WHAT IS EXPECTED: Show every line of the rows below that contains the string "circle". Letter case counts.

MATERIAL PROVIDED:
----------------
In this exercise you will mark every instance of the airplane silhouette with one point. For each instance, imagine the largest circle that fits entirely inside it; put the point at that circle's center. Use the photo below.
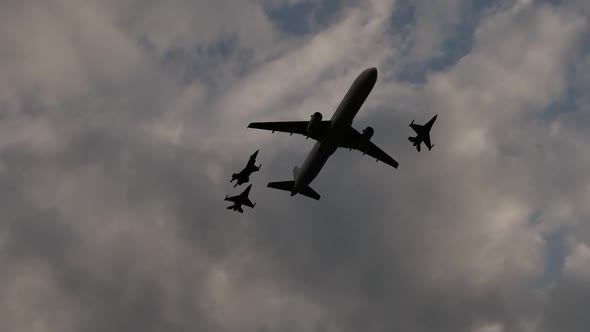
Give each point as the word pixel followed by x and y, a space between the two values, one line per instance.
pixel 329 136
----------------
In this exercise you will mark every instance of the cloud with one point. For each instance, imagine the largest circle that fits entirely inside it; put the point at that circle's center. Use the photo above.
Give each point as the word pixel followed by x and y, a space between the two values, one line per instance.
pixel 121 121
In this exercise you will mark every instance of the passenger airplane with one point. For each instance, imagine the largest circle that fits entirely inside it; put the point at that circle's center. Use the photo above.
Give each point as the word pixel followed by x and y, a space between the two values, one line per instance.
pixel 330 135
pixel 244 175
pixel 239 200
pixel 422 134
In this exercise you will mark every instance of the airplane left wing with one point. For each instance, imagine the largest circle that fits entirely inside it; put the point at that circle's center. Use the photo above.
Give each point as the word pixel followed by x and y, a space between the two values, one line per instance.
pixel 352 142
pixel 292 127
----------------
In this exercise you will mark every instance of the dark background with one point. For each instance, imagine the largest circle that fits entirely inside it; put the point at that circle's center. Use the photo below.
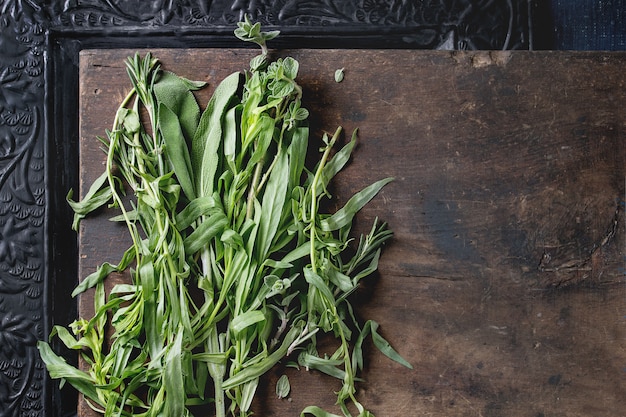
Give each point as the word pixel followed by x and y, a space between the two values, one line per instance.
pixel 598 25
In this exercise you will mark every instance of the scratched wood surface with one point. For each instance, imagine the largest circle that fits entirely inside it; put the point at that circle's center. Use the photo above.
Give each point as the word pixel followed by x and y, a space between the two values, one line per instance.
----------------
RESULT:
In this exercise you will mark every instance of the airplane silhouette with one point. For each instance, imagine the largest circle that fits entirely inside it; put the point at that circle's center. Use the photo below.
In this exercise you will mark every instance of the cloud with one point. For each instance, imagine the largest circle that fits entirely inside it; put the point at that circle's center. Use the photo above.
In this exercise you will mark every instance of the passenger airplane with one point. For each instance, imagine the largest circle that fits entirely inside it; put the point at that circle's center. Use the photo above.
In this exercise you will mark every instance of the airplane left wing with one point. For each instance, imagine the largest circle that fits entirely inside it; put the point at that circle's center. Use the photo above.
In this exercise you will mark every instance of the dark background with one point. For each instance, imagine the largest circle that fits entirely inside it; put the point at that circle's center. Use the photo below.
In this exercise you will mark every instance of the scratched wood surface with one point. For each instance, imagine the largest circle that fits entirely inside it; put the point at that circle's center. Use the photo above.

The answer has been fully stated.